▸ **STATED GOAL**: Please render every line of the entries below as a Markdown table with the columns Row and Line, skipping blank lines. Leave the pictures out of the answer.

Excerpts from location labeling data:
================================
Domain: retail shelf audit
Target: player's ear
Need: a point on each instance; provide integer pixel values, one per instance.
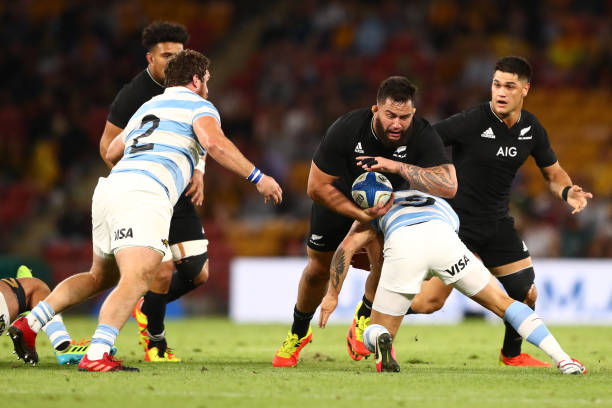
(526, 89)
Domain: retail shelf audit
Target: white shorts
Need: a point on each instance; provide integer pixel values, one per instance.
(5, 318)
(417, 252)
(130, 210)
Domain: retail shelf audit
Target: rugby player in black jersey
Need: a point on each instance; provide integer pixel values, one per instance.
(187, 240)
(390, 131)
(489, 144)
================================
▸ **OUTPUT FOR THIS EXERCISE**:
| Row | Line |
|---|---|
| 1 | Domain: retail shelf audit |
| 2 | Target: player's ear |
| 3 | Need: a point on each instance; provide integer pixel values, one per instance. |
| 4 | (526, 89) |
| 5 | Domain: retail shelf audit |
| 6 | Target: white shorts |
| 7 | Need: a point on each instance; provide integer pixel values, one per instance. |
| 8 | (5, 318) |
| 9 | (417, 252) |
| 10 | (130, 210) |
| 11 | Domain: retail shelf audit |
| 12 | Target: rugby player in black jersey |
| 13 | Need: a point on each instance; provide integer pixel values, one per instance. |
| 14 | (187, 240) |
| 15 | (390, 131) |
| 16 | (489, 144) |